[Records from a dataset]
■ ■ ■
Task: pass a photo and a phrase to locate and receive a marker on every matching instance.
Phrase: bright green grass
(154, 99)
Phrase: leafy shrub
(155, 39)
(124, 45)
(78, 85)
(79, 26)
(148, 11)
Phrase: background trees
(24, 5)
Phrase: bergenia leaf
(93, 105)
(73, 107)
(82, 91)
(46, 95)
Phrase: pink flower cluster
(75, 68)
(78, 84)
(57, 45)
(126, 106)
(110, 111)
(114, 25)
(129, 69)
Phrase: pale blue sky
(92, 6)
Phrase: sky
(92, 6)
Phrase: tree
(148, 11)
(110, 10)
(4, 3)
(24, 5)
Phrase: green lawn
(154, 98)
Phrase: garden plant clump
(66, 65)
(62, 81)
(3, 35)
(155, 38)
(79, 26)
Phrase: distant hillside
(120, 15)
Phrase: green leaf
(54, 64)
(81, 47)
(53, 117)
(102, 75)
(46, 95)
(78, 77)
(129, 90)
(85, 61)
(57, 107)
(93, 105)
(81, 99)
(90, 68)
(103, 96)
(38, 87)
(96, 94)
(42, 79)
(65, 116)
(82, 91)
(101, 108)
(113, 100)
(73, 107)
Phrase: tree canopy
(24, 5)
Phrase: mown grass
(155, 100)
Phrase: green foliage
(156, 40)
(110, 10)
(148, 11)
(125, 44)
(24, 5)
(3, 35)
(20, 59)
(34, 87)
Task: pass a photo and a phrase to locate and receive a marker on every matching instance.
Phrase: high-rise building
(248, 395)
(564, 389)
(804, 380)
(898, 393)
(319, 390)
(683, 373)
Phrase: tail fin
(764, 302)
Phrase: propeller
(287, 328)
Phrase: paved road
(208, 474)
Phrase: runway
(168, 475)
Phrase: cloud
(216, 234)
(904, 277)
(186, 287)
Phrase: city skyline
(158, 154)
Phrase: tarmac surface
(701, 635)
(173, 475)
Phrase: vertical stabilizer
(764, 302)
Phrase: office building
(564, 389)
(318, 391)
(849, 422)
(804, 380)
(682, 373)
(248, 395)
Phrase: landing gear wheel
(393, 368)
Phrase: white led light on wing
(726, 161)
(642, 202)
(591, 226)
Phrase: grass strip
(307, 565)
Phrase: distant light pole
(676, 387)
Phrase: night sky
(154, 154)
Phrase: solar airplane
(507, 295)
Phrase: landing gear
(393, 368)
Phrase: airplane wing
■ ■ ■
Reproduce all of the lines above word for word, leaving none out.

## Solved problem
Task: pass a photo and a phrase to locate and receive a marker on every matching instance.
Phrase: bright green grass
(154, 99)
Phrase: leafy shrub
(155, 39)
(124, 45)
(78, 85)
(79, 26)
(148, 11)
Phrase: background trees
(24, 5)
Phrase: bergenia leaf
(93, 105)
(73, 107)
(82, 91)
(46, 95)
Phrase: pink flower cluster
(75, 68)
(78, 84)
(57, 45)
(126, 106)
(110, 111)
(114, 25)
(129, 69)
Phrase: pale blue sky
(92, 6)
Phrase: sky
(92, 6)
Phrase: tree
(148, 11)
(110, 10)
(4, 3)
(24, 5)
Phrase: green lawn
(154, 98)
Phrase: garden plant clump
(66, 65)
(62, 81)
(3, 35)
(155, 38)
(79, 26)
Phrase: distant hillside
(120, 15)
Phrase: green leaf
(54, 64)
(81, 47)
(53, 117)
(102, 75)
(46, 95)
(78, 77)
(129, 90)
(85, 61)
(57, 107)
(93, 105)
(81, 99)
(90, 68)
(103, 96)
(38, 87)
(96, 94)
(42, 79)
(65, 116)
(82, 91)
(101, 108)
(113, 100)
(73, 107)
Phrase: tree canopy
(24, 5)
Phrase: mown grass
(155, 100)
Phrase: green foliage
(156, 40)
(110, 10)
(148, 11)
(125, 44)
(24, 5)
(3, 35)
(20, 59)
(34, 87)
Task: pass a photo and a phrase to locate and receive a marker on every matching instance.
Phrase: high-rise building
(248, 395)
(564, 389)
(804, 380)
(898, 393)
(319, 390)
(683, 373)
Phrase: tail fin
(764, 302)
Phrase: propeller
(287, 328)
Phrase: paved road
(208, 474)
Phrase: runway
(168, 475)
Phrase: cloud
(216, 234)
(904, 277)
(186, 287)
Phrase: city skyline
(158, 154)
Phrase: tarmac surface
(701, 635)
(173, 475)
Phrase: vertical stabilizer
(764, 302)
Phrase: office building
(564, 389)
(318, 391)
(849, 422)
(804, 380)
(682, 373)
(248, 395)
Phrase: landing gear wheel
(393, 368)
Phrase: white led light on wing
(726, 161)
(642, 202)
(591, 226)
Phrase: grass strip
(307, 565)
Phrase: distant light pole
(676, 387)
Phrase: night sky
(154, 154)
Phrase: solar airplane
(507, 295)
Phrase: landing gear
(393, 368)
Phrase: airplane wing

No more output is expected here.